[Stored entries]
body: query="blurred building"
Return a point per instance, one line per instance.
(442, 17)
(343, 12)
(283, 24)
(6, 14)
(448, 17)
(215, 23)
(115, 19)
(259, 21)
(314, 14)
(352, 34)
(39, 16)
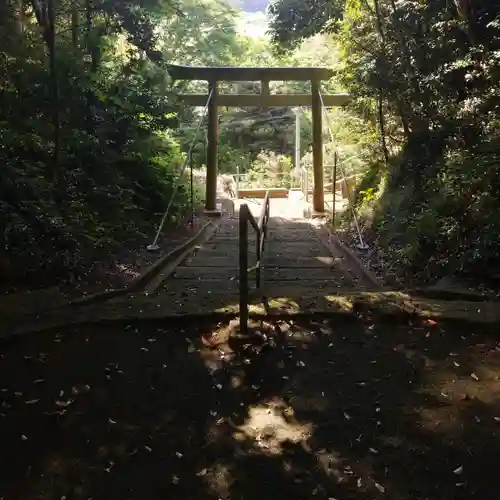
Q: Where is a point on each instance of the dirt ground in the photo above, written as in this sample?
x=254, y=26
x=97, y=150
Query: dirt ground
x=328, y=409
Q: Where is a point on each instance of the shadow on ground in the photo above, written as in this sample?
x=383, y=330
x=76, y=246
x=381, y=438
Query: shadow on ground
x=345, y=409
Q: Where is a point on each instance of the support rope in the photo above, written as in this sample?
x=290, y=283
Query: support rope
x=154, y=246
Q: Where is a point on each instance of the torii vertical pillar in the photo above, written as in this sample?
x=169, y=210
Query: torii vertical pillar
x=318, y=194
x=212, y=152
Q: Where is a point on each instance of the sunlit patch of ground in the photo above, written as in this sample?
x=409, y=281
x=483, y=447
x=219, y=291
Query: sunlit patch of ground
x=359, y=409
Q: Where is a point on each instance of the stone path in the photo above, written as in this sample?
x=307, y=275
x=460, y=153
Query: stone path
x=295, y=262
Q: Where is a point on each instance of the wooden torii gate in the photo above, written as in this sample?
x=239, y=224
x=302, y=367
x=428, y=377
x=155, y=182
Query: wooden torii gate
x=213, y=75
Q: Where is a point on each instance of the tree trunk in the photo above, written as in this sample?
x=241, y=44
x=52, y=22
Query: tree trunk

▶ **What to produce**
Can you recast the whole listing above as a JSON list of strings, with one string for each line, blank lines dropped and the pictures left out?

▶ **Answer to this task**
[
  "body: query=\"blurred building\"",
  "Return a point per instance, one line per instance.",
  "(442, 17)",
  "(343, 12)",
  "(283, 24)",
  "(6, 14)",
  "(448, 17)",
  "(215, 23)",
  "(115, 19)",
  "(259, 21)",
  "(314, 14)",
  "(352, 34)",
  "(39, 16)",
  "Q: Where is a point on each instance of the dirt ground in the photo above, written as in this sample?",
  "x=254, y=26",
  "x=97, y=150",
  "Query: dirt ground",
  "x=328, y=409",
  "Q: Where is a point on each instance of the shadow on ground in the photo above, written as in this sample?",
  "x=383, y=330",
  "x=76, y=246",
  "x=381, y=438",
  "Query: shadow on ground",
  "x=345, y=409",
  "Q: Where is a point on each instance of the support rope in the photo above, written as in this sample?",
  "x=290, y=283",
  "Query: support rope",
  "x=154, y=246",
  "Q: Where is a point on each instance of the torii vertical pillar in the photo above, written as in this sample?",
  "x=169, y=210",
  "Query: torii vertical pillar",
  "x=318, y=194",
  "x=212, y=152",
  "Q: Where is a point on each instance of the sunlit patch of ground in the photo above, written as in this sample?",
  "x=409, y=281",
  "x=483, y=447",
  "x=219, y=291",
  "Query: sunlit patch of ground",
  "x=359, y=409",
  "Q: Where is a point on each instance of the stone path in the photo above, written as in this sample?",
  "x=307, y=275",
  "x=460, y=153",
  "Query: stone path",
  "x=295, y=262",
  "Q: Where is a point on each instance of the wooden torii gate in the photo above, written as in this sample?",
  "x=239, y=224",
  "x=302, y=367",
  "x=428, y=377",
  "x=155, y=182",
  "Query: wooden torii gate",
  "x=213, y=75",
  "Q: Where is a point on each instance of the tree trunk in the photo above, written as in this sample?",
  "x=241, y=44",
  "x=52, y=22",
  "Query: tree trunk"
]